Task statement:
Repeat word for word the line with "[mark] the white" and every line after it until the records below run out.

Point labeling examples:
»»
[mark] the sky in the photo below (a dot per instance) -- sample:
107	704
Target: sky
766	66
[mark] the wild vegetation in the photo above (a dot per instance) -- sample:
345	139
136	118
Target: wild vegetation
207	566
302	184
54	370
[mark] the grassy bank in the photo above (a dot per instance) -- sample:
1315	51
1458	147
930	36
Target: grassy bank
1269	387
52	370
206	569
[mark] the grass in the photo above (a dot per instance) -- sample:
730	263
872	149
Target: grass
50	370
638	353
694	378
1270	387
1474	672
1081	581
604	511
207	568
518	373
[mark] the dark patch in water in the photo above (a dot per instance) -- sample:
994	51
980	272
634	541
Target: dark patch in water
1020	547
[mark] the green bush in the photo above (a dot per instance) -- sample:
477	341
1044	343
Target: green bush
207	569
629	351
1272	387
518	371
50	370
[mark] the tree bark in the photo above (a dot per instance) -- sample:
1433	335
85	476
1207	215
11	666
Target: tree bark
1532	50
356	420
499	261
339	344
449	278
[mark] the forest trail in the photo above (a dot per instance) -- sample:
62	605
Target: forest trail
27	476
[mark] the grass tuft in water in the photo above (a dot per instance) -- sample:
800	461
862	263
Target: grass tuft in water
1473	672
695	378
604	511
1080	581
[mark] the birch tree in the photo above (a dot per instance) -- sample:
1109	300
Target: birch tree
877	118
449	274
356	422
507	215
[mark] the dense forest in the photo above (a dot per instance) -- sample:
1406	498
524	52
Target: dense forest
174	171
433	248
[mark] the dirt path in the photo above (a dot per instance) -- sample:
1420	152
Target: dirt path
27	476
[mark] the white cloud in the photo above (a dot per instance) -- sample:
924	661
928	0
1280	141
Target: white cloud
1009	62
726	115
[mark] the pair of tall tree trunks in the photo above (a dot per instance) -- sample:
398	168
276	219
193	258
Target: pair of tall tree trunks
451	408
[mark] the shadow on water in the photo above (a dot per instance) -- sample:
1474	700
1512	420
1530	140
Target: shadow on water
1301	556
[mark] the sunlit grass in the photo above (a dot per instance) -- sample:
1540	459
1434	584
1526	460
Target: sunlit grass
««
Answer to the problem:
[mark] the white cloud in the photo above (a dot per instance) -- sample:
924	661
928	0
1280	141
Target: white cloud
1009	62
726	115
[mark] the pair of tall tree trunks in the photo above (a dot per instance) -- sample:
398	168
276	219
193	258
Target: pair of tall tree trunks
451	408
[mark] the shadow on water in the photo above (a dot per instance) -- sample:
1474	700
1512	420
1530	140
Target: shadow on water
1301	556
[mark] the sunlit grass in the photo above (a dot per instance) -- sample:
1540	459
1434	584
1526	460
Target: sunlit grass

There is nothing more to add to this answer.